Selected extract ->
Following online discourse, my friends and I brought ourselves to our local AMC to watch Emerald Fennell’s “Wuthering Heights.” After picking out candy, grabbing popcorn and listening to Nicole Kidman promise that Brontë’s inevitable heartbreak would “feel good in a place like this,” we settled into our seats.
Unfortunately, the film didn’t live up to the sermon that preceded it — the one that insists we won’t merely be entertained but reborn. Deep down, I knew the marketing never promised transcendence, but spectacle. And yet, like so many other cinephiles, I felt compelled to go anyway.
The experience became a microcosm for what’s currently wrong with the industry; it caters towards a consumerist audience, one that prioritizes virality at the expense of originality, emotional truth, and cultural awareness — and we’re allowing it. As the credits rolled, that realization was the only heartbreak I left the theater with.
While discussing the movie on our way home, my friends and I overwhelmingly agreed that only the set design, wardrobe and cinematography were notable, certainly not the acting or the integrity of the story.

Data extract ->

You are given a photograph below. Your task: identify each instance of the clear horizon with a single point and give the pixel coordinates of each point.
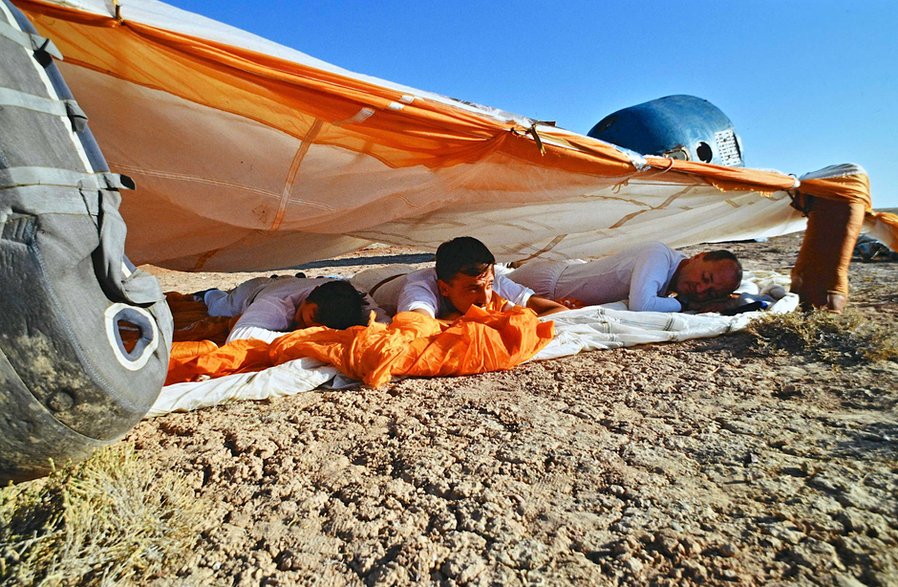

Requirement -> Extend the essay on the "Wuthering Heights" film, starting after its final sentence. The lines are separate material and have no connection to the essay.

Written reply ->
Because the movie failed to hold a candle to the themes in the novel, recycled the same popular actresses and actors and made unnecessary and irresponsible recharacterizations, the movie felt like doomscrolling. Fennel’s adaptation offered stimulation with absolutely no intellectual payoff, the same kind of empty content we scroll past to avoid thinking about the real world.
“Wuthering Heights” is not the only film that has disappointed audiences in this way. Even though films with casts that were 41–50% Black, Indigenous and people of color performed the best across several sales categories, many films have prioritized casting not just actors, but brands.
Whether this manifests through the ages, races or genders of actors casted, plot and technical accuracies are sacrificed for the sake of box office success.
Hollywood catered towards exactly this, they assumed their audience wanted to see impossibly beautiful stars, sexual shock value and escapism all packaged as cinema. When you apply the anti-intellectual “Netflix Original” formula — recognizable faces and brainless content — to classic stories like “Wuthering Heights” and other adaptations, you flatten them into something unrecognizable.
If prestigious institutions like the Oscars reward films like these then the message to young filmmakers becomes clear: don’t take risks, don’t make anything that challenges audiences, but instead cater towards what they want to see. This is how great cinema erodes — through a lowering of expectations.
In order to preserve the quality of cinema and to encourage younger generations to continue showing up to the theatre, several changes need to be made.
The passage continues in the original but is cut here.